Records to process:

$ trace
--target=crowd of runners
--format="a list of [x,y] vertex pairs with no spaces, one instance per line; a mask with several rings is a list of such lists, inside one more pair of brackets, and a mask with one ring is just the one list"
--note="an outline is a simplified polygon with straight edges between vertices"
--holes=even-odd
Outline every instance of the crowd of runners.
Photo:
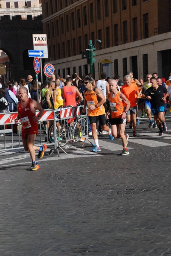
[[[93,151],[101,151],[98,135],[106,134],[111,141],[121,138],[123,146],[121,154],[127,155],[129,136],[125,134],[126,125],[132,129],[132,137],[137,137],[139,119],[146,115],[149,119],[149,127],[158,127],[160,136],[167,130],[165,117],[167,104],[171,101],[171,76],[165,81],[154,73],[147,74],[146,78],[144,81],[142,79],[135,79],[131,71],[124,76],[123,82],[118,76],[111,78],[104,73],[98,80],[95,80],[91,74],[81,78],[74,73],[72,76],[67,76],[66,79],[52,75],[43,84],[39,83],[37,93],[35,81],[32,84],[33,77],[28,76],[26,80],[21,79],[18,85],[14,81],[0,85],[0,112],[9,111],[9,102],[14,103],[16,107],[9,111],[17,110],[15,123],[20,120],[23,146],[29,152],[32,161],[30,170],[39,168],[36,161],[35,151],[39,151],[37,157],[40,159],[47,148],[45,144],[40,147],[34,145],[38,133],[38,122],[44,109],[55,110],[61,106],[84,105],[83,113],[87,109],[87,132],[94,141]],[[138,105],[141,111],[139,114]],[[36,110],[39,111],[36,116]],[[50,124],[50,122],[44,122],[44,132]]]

Objective: Copy out all of the lines above, requests included, offsetting every coordinate in the answers by -115. Leave the pictures out.

Solution below:
$ trace
--target=crowd of runners
--format="a list of [x,y] vertex pairs with no spaces, one instance per line; a mask with several rings is a list of such lists, inside one more pair of brackets, and a mask with one ring is just the one list"
--note="an outline is a simplified polygon with straight edges between vertices"
--holes=even-odd
Outline every instance of the crowd of runners.
Photo:
[[[-22,36],[-14,36],[-17,20],[-9,19],[-4,26],[6,23],[8,31],[6,39],[12,40],[14,21],[10,19],[11,10],[17,14],[17,22],[22,22],[24,4],[31,0],[34,4],[34,12],[43,12],[45,21],[52,15],[50,2],[52,-11],[56,-14],[56,-39],[50,-34],[39,-42],[32,-41],[31,-37],[29,-34],[27,-36],[20,-36],[16,-44],[9,-39],[8,-33],[3,-39],[-4,-37],[-11,-42],[-17,-35],[-20,-35],[-24,-41],[-34,-37],[-41,-42],[-43,-39],[-48,-39],[-49,-36],[-63,-40],[-72,-31],[-76,-32],[-78,-22],[-80,-34],[-83,-31],[-82,-38],[-87,-39],[-89,-35],[-94,-36],[-97,-30],[-101,-34],[-115,-30],[-115,-3],[-106,-4],[-106,-13],[-101,-12],[-99,-8],[-106,-4],[-98,-5],[-100,8],[-95,5],[-92,31],[-86,37],[-83,46],[-85,55],[-76,53],[-79,46],[-80,36],[-76,36],[-78,42],[-75,44],[-68,33],[-70,29],[-75,32],[-81,30],[-77,18],[-77,7],[-71,-6],[-60,-5],[-54,-9],[-31,-10],[-32,-2],[-28,-6],[-28,17],[-21,26]],[[23,-10],[26,-4],[24,-1]],[[-79,-5],[-76,-4],[-79,1]],[[-65,9],[-65,7],[-71,7],[-71,17]]]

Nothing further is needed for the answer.